**Directive**: Quote every line in the rows below that contains the string "request".

>> Begin

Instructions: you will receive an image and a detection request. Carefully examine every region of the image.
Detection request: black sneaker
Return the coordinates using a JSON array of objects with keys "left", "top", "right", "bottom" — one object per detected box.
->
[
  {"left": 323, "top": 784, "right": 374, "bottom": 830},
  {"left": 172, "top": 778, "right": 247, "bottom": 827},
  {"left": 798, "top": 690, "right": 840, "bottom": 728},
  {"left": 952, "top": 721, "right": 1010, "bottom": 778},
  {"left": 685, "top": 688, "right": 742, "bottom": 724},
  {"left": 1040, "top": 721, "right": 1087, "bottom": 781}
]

>> End

**Exercise answer**:
Instructions: you will receive an image and a detection request. Carefully examine every region of the image.
Detection request: black sneaker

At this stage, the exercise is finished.